Pasaje citado =>
------------------------------------

El domingo, el 4 de diciembre de 2011

II DOMINGO DE ADVIENTO

(Isaías 4:1-5.9-11; 2 Pedro 3:8-14; Mark 8:1-8)

Fue una tarjeta de Navidad desequilibradora. Algunos la describirían como no apropiada. Sin embargo, el que la recibió estuvo agradecido. La tarjeta llevó la imagen de Jesús crucificado en la portada. El mensaje adentro fue el acostumbrado “Feliz Navidad”. Es como el remitente quería despertar al mirador a la raíz más profunda del gozo navideño. El evangelio hoy nos presenta una vista parecida.

Juan el Bautista se asoma en el evangelio como un salvaje. No lleva ropa de lana sino de pelo de camelo. No se nutre de pan sino de saltamontes. Como se ha dicho de un encuentro con Dios, Juan nos repulsa y fascina al mismo tiempo. Es como el gran humanitario Mahatma Gandhi. No llevó ni pantalones ni camisa sino tela tejida con su propia mano. Se dice, aunque algunos lo niegan, que Gandhi bebió su orina. Si o no es la verdad, estamos atraídos y repelados a él como Juan el Bautista.

La gente acude a Juan en el desierto con la expectativa. No les importa el aislamiento, mucho menos la escasez de agua. Vienen de lejos para ver algo maravilloso. Es el mismo lugar en que Dios produjo el maná que alimentó a una nación entera. Ahora nosotros también experimentamos la expectativa. Pues, es el Adviento con la Navidad apenas tres semanas en adelante. Ciertamente los niños esperan a Santa. Nosotros adultos también esperamos el aguinaldo, el descanso, y las fiestas al fin del año.

Sin embargo, nos está faltando lo más oportuno si limitamos las expectativas en este tiempo a cosas materiales. El Adviento nos exige esfuerzo para realizar algo que definitivamente cambie la vida. Queremos arrepentirnos para ver claramente el asombro que nos viene. No se habla de pecadillos aquí sino las acciones que traicionan el nombre cristiano. Puede ser la conservación de rencor entre hermanos. Una vez dos sacerdotes trabajando en el mismo hospital rehusaban a reconocer uno y otro. Se pasaban en el pasillo sin dar a uno y otro el saludo. Puede ser algo más oscuro aún. En el evangelio el grito de Juan mueve a la gente al reconocimiento de sus pecados. Se acude a él para obtener el lavamiento de fraudes, engaños, y envalentonamientos.

------------------------------------

Información mostrada =>
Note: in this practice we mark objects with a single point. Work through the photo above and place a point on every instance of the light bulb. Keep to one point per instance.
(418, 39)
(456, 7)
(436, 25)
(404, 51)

------------------------------------

Descripción del ejercicio => Prosigue la homilía del segundo domingo de Adviento desde su última oración.

Resultado a continuación =>
Tan útil como sea el bautismo de Juan, no tiene el poder de aquel que va a venir. Juan no sabe quién será; sólo sabe que él va a bautizar con el Espíritu Santo. Ese Espíritu proveerá la fortaleza para hacer lo bueno cuando se pone el camino cuesta arriba. Cualquier persona puede amar a una persona que le haga bien, pero sólo aquellos con el Espíritu de Dios hacen esfuerzos por aquellos que no los conozcan. El Espíritu de Dios le llena a una mayor de modo que ocupe el verano tejiendo gorras para los pobres en invierno. Diferentes de Juan, nosotros hemos identificado el que va a venir. Es Jesús cuya llegada a luz celebramos en veintiún días. Él nos cumplirá la promesa de un mundo renovado cuando regrese. Por eso, rehusamos volver este mes de expectativa en puro comprar, comer, y coquetear. Más bien, incluimos en nuestros quehaceres la penitencia – tanto el sacramento como la disciplina -- la oración, y la atención a los pobres.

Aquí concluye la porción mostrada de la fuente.